● **What to do**
Count the lines in the records that contain the string "tree", matching case exactly, and reply with only that number.

═════ Material for this task

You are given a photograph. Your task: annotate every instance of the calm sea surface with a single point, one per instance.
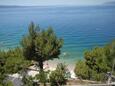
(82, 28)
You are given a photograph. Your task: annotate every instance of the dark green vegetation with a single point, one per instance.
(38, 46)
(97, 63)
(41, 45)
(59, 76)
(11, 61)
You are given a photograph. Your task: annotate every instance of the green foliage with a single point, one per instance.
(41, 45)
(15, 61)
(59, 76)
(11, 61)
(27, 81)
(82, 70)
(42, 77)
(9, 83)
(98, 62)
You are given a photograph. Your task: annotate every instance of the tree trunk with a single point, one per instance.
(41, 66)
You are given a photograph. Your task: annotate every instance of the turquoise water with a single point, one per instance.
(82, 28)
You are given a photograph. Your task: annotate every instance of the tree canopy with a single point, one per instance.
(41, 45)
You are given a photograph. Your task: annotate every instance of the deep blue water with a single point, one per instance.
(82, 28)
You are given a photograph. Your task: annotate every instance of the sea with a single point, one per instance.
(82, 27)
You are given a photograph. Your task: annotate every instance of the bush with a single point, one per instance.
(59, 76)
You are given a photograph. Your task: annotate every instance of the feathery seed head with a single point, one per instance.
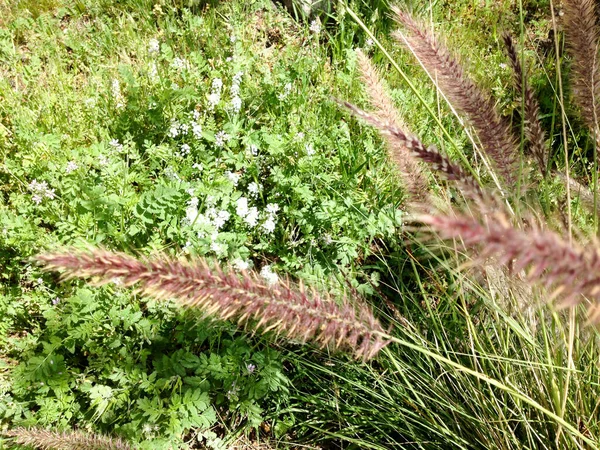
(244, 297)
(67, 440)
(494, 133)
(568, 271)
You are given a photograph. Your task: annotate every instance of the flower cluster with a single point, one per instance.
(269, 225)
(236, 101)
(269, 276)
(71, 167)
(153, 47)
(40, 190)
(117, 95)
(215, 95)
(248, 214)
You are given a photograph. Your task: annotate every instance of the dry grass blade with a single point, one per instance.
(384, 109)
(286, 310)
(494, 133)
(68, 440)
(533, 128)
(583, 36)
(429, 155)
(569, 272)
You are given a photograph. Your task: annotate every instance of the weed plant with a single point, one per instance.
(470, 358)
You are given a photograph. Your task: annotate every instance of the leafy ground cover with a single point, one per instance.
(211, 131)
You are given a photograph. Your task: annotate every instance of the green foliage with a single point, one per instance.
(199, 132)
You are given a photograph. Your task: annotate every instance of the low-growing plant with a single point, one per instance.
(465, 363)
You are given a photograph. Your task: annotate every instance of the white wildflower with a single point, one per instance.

══════════
═════ Material for this task

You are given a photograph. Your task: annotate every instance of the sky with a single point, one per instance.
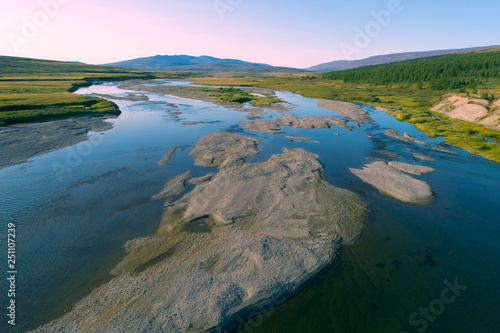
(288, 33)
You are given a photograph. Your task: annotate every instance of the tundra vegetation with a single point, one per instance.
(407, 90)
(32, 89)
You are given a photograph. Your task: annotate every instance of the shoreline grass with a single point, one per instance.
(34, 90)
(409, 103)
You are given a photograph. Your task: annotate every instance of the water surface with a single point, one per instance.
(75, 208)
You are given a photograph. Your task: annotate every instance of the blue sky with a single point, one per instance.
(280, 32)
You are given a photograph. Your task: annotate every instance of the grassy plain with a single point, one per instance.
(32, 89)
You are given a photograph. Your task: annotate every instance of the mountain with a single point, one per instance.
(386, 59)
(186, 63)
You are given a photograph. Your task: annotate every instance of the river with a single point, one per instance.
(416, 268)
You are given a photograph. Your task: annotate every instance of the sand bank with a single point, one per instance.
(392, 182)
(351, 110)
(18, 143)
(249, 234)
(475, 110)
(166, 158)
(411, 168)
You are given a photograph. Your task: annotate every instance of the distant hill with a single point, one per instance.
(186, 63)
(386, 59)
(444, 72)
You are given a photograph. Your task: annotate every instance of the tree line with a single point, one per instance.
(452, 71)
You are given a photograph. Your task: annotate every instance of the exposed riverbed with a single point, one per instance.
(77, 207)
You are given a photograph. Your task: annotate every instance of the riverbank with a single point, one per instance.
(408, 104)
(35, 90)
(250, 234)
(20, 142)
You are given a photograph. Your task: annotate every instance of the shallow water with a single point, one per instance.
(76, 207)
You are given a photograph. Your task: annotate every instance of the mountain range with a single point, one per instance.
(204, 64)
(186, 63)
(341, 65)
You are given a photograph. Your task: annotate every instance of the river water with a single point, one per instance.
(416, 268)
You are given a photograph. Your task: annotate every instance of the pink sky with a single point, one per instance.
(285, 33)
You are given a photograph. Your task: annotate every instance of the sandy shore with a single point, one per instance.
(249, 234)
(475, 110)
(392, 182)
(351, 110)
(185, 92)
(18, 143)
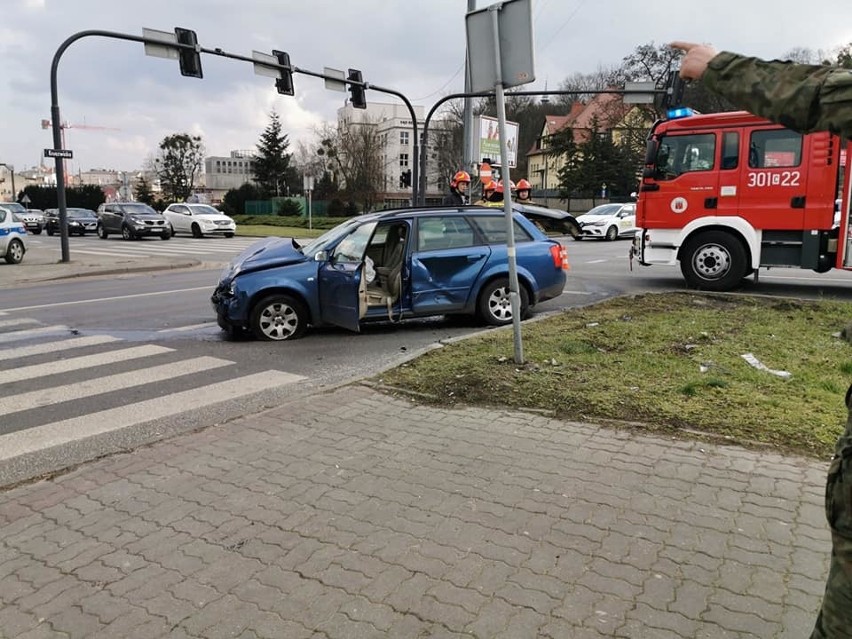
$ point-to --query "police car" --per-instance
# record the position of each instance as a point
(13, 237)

══════════
═════ Material for this task

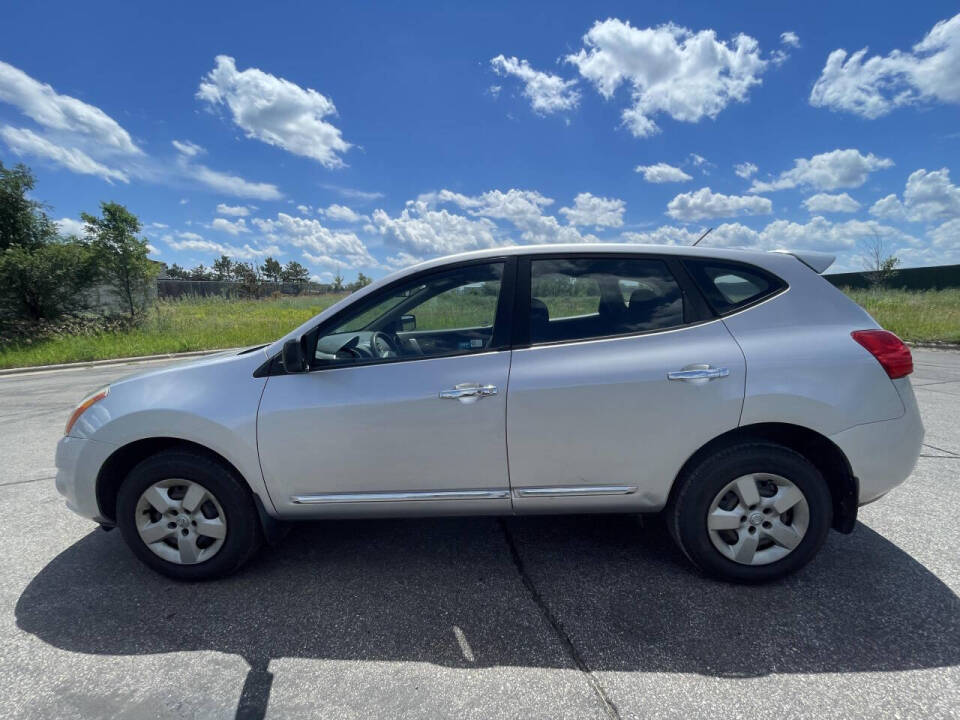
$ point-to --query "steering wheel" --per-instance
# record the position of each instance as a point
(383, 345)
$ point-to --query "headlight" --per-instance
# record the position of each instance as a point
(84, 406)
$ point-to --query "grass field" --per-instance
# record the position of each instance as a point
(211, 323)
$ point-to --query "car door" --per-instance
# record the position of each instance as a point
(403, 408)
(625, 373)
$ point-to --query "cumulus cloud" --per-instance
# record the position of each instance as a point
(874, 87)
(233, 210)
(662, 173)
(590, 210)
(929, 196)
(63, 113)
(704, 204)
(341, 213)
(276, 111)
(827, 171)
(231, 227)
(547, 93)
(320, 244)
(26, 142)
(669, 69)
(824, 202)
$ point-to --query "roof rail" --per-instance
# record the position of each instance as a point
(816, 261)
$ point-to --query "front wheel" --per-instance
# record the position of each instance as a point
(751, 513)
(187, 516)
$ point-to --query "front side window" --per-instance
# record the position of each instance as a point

══════════

● **Solution**
3